On October 3, 2008, President Bush signed into law the EESA. The legislation was the result of a proposal by the Treasury in response to the financial crises affecting the banking system and financial markets and threats to investment banks and other financial institutions. Pursuant to the EESA, the Treasury has the authority to, among other things, purchase up to $700 billion of mortgages, mortgage-backed securities and certain other financial instruments from financial institutions for the purpose of stabilizing and providing liquidity to the U.S. financial markets. On October 14, 2008, the Treasury announced the Capital Purchase Program, a program under the EESA pursuant to which it would purchase senior preferred stock and warrants to purchase common stock from participating financial institutions. On November 21, 2008, the FDIC adopted a Final rule with respect to its Temporary Liquidity Guarantee Program pursuant to which the FDIC will guarantee certain “newly-issued unsecured debt” of banks and certain holding companies and also guarantee, on an unlimited basis, noninterest-bearing bank transaction accounts. On February 17, 2009, President Obama signed into law the ARRA. The purposes of the legislation are to preserve and create jobs, to assist those most impacted by the recession, to provide investments to increase economic efficiency in health services, to invest in transportation, environmental protection and other infrastructure, and to stabilize local and state governments.

Data records »
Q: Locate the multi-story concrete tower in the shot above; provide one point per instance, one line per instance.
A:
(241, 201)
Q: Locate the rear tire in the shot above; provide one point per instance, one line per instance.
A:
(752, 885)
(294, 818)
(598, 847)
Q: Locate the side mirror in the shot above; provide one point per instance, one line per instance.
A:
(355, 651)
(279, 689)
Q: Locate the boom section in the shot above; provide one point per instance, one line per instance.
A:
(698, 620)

* * *

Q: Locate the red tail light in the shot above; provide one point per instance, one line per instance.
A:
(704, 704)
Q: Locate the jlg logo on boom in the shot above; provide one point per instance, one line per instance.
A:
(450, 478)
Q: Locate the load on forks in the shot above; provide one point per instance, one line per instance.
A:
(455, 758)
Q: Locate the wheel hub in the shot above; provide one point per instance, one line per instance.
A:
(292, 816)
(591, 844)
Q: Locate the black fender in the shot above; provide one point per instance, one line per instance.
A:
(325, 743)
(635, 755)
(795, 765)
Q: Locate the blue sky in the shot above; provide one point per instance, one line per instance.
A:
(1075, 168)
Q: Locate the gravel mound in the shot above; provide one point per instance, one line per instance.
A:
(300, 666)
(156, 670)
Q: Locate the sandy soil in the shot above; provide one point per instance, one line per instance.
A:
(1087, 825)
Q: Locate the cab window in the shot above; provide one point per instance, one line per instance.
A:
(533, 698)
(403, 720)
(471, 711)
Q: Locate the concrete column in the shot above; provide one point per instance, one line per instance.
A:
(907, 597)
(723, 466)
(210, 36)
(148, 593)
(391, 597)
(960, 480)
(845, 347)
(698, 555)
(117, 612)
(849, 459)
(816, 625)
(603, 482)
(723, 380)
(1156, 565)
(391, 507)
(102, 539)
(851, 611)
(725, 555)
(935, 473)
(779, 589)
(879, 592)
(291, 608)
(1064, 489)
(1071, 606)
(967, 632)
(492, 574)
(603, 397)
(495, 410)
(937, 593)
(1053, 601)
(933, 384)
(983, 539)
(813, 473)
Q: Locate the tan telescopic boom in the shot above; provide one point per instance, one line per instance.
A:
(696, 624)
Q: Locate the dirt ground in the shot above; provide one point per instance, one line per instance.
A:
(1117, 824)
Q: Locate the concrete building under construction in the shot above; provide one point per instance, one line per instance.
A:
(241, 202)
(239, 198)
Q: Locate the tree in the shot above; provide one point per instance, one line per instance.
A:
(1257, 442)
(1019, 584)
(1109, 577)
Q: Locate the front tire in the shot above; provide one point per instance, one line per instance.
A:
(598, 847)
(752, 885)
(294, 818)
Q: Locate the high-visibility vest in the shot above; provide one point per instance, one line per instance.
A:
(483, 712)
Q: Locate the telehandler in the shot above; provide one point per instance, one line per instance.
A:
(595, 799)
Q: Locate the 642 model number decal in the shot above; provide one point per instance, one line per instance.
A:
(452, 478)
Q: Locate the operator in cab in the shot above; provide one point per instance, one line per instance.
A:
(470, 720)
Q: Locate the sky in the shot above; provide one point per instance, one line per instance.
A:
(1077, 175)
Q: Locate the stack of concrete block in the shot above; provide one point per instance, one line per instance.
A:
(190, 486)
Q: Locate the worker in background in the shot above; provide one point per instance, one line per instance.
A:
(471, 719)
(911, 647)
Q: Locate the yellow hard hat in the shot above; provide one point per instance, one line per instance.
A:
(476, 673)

==

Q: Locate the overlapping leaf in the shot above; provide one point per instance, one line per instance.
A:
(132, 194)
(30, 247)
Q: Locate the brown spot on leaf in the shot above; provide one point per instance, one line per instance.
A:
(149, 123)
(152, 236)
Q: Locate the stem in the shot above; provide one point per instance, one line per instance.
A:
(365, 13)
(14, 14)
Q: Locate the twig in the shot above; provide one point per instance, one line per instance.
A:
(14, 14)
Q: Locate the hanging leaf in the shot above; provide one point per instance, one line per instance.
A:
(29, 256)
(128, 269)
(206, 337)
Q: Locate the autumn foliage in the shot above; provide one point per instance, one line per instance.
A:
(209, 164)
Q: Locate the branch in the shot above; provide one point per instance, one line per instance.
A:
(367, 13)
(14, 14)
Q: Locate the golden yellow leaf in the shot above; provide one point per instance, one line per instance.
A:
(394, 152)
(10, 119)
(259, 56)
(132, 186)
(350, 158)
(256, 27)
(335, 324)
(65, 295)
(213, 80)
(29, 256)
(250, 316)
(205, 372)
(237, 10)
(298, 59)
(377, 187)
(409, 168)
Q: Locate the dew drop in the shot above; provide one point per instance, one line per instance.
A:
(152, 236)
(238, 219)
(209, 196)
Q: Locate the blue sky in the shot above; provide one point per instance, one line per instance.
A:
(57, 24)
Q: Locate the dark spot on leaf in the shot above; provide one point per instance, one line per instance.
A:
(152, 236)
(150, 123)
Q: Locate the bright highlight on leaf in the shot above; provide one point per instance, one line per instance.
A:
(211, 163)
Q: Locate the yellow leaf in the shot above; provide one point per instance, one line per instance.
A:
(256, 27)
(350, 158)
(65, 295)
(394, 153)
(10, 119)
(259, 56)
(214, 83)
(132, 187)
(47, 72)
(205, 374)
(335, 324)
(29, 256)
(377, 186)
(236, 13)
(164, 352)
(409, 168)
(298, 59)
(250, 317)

GIVEN EXERCISE » Please decide whether each statement below agrees with the passage on the financial legislation, answering yes or no and quoting the deciding words of the passage. 1. The EESA gives the Treasury authority to purchase up to $800 billion of mortgages and other financial instruments. 2. The Treasury announced the Capital Purchase Program on October 14, 2008. 3. The FDIC adopted its Final rule on the Temporary Liquidity Guarantee Program in December 2008.

RESULT »
1. No: "purchase up to $700 billion of mortgages, mortgage-backed securities and certain other financial instruments"
2. Yes: "On October 14, 2008, the Treasury announced the Capital Purchase Program"
3. No: "On November 21, 2008, the FDIC adopted a Final rule with respect to its Temporary Liquidity Guarantee Program"